_WHAT YOU SHOULD DO:_
Give back exactly the lines running from the line with "Locate the small" to the end of the entries, and only those lines.
--- GIVEN DATA Enclosed Below ---
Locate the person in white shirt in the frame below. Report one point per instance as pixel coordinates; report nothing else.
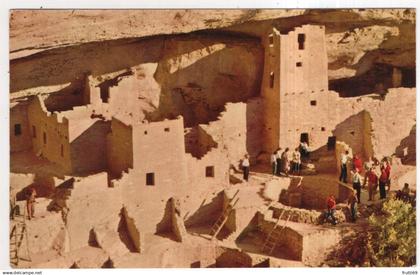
(245, 167)
(304, 149)
(273, 161)
(343, 161)
(296, 161)
(368, 164)
(285, 159)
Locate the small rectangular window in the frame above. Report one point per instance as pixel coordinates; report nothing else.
(271, 79)
(301, 41)
(331, 143)
(104, 93)
(210, 172)
(271, 40)
(18, 129)
(150, 179)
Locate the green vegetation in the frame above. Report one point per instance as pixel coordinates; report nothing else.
(392, 238)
--- End of Enclosed GIVEN DATA ---
_RESULT OF THE TASK:_
Locate the small rectangular window in the frame above. Report one point per instance as pixel coordinates; report nothing else.
(271, 79)
(301, 41)
(331, 143)
(104, 93)
(210, 172)
(271, 40)
(18, 129)
(150, 179)
Locate the green vegetation in the frame above. Report one point per instance as pixel coordinates; report nothing else.
(392, 238)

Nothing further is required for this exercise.